● Document text
◆ ◆ ◆

Landless Whites

Walker Evans took the pictures for James Agee’s Let Us Now Praise Famous Men: Three Tenant Families.  Note that word “tenant.”  Interestingly in that regard many of the pictures in the Library of Congress of the rural south during the Great Depression are characterized as depictions of “landless whites.”  I don’t recollect having seen pictures captioned “landless blacks.”  I don’t think one had tograndpaporch characterized blacks as landless; that was assumed.  But “landless whites” were a particular social category, particular enough that the phrase could be used as a tool to sort through the thousands of pictures of the rural poor taken by people like Evans, Marion Post Wilcott, and Dorothea Lange.

My Grandfather, William Berner Tingle, was for a considerable while landless. My father, William Berner Tingle, Jr., remembered having moving from house to house at least half a dozen times in his childhood.  By the 20’s the family fortunes had decayed almost completely.  Land can be divided up only so many times between all those sons, and by the time my Grandfather came along there wasn’t any left.

I don’t know for sure that he was a tenant farmer or sharecropper.  I expect he was.  But as far as I can tell, he was also an odd jobber.  So if he rented, I am not sure that he planted crops for much other than his own consumption and to sell to get some cash money for things like sugar, coffee, and clothes. Some of the Tingles seem to have had an entrepreneurial streak, and somewhere along the line Grandpa Tingle acquired a mobile saw mill.

He would scope out the territory and go up to the landowners who had a good stand of pine and say he would cut them down and sell them for a percentage.  He kept himself and a crew of four to six men busy for years with that saw mill.  That’s how he acquired the money to buy a few acres in Ora, South Carolina.  He was no longer landless, and on that land he built from wood he had cut the house he sits in front of in this picture.

He was a man known in that small community to have a one hell of a temper.  Part of that may be genetic; many members of the line have a tendency to fly off the handle.  But I think too he was in chronic pain.  He had asthma as the result, some believe, of having a tractor buck up on him and crush his chest.  Also he had hemorrhoids of a near Olympian variety.  The story goes that to be able to sit in his car he stretched across the metal frame of the driver’s seat a tractor inner tube with a hole cut in the middle large enough to accommodate the hemorrhoids.

He died pretty young in his early 50’s I think of a heart attack that occurred, according to some reports, in the middle of a raging fit about the price of sugar.  He smoked.  If you look closely at the picture, you can see a cigarette between the fingers of his left hand.  He also drank.  My father reports that he was sent not infrequently to the local store to buy a bottle of Old Crow.  The bottle was then usually secreted in the hollow of tree stump, hidden out of sight but of ready access.

◆ ◆ ◆

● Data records
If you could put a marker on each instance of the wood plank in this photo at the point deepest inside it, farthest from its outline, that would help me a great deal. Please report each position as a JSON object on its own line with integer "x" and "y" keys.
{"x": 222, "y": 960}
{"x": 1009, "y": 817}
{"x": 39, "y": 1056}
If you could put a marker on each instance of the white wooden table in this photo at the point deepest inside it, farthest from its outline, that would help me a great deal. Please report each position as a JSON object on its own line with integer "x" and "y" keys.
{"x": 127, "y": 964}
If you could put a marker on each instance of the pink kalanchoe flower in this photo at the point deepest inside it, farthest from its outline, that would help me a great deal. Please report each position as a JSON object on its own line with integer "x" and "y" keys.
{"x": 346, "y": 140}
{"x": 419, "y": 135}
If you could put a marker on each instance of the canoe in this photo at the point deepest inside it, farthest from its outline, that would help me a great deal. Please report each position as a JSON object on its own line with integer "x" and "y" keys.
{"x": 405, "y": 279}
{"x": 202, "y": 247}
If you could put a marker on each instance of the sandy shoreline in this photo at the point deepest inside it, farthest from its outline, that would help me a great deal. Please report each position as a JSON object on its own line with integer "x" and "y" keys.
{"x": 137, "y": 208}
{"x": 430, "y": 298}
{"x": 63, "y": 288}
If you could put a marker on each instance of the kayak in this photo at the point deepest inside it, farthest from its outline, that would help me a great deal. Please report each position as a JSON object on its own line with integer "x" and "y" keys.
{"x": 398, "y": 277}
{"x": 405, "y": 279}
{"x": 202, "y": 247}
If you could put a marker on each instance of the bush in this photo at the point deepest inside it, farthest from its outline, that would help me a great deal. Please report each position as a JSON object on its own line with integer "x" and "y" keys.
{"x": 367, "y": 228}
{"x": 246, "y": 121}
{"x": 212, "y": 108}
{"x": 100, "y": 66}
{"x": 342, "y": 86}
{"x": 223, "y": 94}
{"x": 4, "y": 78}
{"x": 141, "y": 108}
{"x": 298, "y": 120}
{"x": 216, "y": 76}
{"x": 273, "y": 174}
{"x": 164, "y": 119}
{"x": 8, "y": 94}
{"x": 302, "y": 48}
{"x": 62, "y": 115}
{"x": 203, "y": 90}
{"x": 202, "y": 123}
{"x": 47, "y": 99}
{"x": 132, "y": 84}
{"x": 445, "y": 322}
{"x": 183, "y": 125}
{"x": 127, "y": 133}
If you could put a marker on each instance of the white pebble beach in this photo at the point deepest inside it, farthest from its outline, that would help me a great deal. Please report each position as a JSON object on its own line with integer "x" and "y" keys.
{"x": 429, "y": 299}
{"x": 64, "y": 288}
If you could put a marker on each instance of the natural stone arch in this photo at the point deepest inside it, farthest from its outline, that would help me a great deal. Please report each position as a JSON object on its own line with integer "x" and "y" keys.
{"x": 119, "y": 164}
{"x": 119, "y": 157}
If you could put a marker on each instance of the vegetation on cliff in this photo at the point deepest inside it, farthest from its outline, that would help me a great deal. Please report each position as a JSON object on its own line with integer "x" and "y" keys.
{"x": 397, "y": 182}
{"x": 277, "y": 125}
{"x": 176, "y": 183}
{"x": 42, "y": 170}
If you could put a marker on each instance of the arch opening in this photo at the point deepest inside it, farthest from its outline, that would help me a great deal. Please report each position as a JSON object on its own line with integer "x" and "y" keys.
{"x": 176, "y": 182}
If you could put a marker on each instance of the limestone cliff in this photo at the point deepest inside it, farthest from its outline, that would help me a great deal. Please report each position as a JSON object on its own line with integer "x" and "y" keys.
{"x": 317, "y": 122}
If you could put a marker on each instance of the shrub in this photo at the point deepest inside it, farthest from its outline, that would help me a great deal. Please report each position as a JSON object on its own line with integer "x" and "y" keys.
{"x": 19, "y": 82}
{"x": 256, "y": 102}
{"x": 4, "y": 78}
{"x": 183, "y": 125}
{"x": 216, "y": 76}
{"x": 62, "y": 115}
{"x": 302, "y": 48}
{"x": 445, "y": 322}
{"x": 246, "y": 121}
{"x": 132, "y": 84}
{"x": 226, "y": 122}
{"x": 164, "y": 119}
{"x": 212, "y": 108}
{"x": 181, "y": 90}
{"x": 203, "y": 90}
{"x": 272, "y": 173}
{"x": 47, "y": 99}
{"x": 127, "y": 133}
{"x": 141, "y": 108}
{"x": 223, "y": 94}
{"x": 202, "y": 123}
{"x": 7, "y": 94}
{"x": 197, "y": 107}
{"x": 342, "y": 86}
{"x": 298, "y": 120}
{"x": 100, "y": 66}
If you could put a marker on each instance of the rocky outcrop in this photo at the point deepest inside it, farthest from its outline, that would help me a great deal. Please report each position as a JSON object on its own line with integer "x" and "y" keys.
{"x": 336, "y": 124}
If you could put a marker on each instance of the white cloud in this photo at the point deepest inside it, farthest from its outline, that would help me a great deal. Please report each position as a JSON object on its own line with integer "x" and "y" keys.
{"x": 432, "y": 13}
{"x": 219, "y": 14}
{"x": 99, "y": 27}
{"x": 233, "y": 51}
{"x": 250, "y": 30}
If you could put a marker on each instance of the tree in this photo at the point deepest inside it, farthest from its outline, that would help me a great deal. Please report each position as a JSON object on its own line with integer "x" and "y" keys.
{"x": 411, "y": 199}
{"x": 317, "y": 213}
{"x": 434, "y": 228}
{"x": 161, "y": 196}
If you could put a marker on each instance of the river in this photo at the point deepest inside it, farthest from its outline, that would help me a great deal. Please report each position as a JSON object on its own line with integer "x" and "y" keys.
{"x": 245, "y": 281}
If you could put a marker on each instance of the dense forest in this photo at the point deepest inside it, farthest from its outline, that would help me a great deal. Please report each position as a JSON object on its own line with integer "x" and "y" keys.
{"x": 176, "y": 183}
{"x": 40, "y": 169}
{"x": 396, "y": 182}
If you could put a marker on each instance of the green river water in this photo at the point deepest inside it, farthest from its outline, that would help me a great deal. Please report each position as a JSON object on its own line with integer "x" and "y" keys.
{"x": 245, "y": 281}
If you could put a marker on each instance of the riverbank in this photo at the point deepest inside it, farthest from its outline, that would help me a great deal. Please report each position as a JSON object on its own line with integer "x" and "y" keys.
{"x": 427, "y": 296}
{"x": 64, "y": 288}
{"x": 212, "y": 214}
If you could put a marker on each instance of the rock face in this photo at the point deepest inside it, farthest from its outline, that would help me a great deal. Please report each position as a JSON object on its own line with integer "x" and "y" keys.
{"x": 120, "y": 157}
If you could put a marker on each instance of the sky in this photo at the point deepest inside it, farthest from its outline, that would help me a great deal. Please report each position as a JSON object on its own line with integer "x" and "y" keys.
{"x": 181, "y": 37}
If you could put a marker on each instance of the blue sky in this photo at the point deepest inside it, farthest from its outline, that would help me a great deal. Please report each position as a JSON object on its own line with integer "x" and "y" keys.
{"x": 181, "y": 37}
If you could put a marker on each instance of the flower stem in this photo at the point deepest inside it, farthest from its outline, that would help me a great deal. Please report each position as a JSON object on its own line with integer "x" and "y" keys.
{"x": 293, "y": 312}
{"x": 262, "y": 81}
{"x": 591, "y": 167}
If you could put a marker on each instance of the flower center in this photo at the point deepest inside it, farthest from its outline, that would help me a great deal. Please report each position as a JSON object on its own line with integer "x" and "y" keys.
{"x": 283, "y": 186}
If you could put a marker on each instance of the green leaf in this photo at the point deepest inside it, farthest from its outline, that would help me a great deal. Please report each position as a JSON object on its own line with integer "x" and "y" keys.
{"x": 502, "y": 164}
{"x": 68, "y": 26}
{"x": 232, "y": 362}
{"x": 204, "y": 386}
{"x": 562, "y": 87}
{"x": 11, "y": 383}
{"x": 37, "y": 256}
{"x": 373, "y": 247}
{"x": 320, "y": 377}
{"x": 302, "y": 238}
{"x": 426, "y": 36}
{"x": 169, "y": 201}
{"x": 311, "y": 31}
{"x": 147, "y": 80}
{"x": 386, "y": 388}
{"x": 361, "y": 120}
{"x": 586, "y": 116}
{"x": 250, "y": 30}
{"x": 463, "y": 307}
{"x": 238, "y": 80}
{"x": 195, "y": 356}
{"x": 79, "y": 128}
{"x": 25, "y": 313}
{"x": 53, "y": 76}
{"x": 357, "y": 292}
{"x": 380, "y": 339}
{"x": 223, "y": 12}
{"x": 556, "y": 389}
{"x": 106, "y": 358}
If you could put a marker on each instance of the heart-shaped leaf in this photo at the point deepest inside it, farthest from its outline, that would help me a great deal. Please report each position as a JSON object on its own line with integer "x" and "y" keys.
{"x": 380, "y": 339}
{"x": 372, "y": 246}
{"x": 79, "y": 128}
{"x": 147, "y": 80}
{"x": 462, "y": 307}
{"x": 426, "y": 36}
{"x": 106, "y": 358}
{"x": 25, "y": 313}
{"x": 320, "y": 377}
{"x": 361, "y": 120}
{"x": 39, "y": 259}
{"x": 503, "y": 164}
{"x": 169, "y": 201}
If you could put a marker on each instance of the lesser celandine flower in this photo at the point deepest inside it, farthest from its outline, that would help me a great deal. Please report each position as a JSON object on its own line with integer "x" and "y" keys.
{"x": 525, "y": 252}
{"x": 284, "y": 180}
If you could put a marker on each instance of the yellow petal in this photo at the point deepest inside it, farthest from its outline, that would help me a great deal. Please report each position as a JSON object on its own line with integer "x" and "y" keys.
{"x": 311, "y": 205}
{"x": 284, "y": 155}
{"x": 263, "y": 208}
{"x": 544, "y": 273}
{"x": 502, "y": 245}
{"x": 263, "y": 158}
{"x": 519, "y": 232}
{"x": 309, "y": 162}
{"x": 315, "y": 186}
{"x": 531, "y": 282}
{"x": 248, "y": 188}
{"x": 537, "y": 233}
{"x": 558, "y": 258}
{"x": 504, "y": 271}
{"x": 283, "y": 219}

◆ ◆ ◆

● Task list
• a. Rewrite the part of the piece on landless whites that opens with the words "He would scope" and closes with "in this picture.", replacing "pine" with "oak".
• b. According to the piece on landless whites, where did the grandfather buy a few acres with his saw mill earnings?
None of the items above have any bearing on the work here.

● Expected responses
• a.
He would scope out the territory and go up to the landowners who had a good stand of oak and say he would cut them down and sell them for a percentage.  He kept himself and a crew of four to six men busy for years with that saw mill.  That’s how he acquired the money to buy a few acres in Ora, South Carolina.  He was no longer landless, and on that land he built from wood he had cut the house he sits in front of in this picture.

• b. In Ora, South Carolina.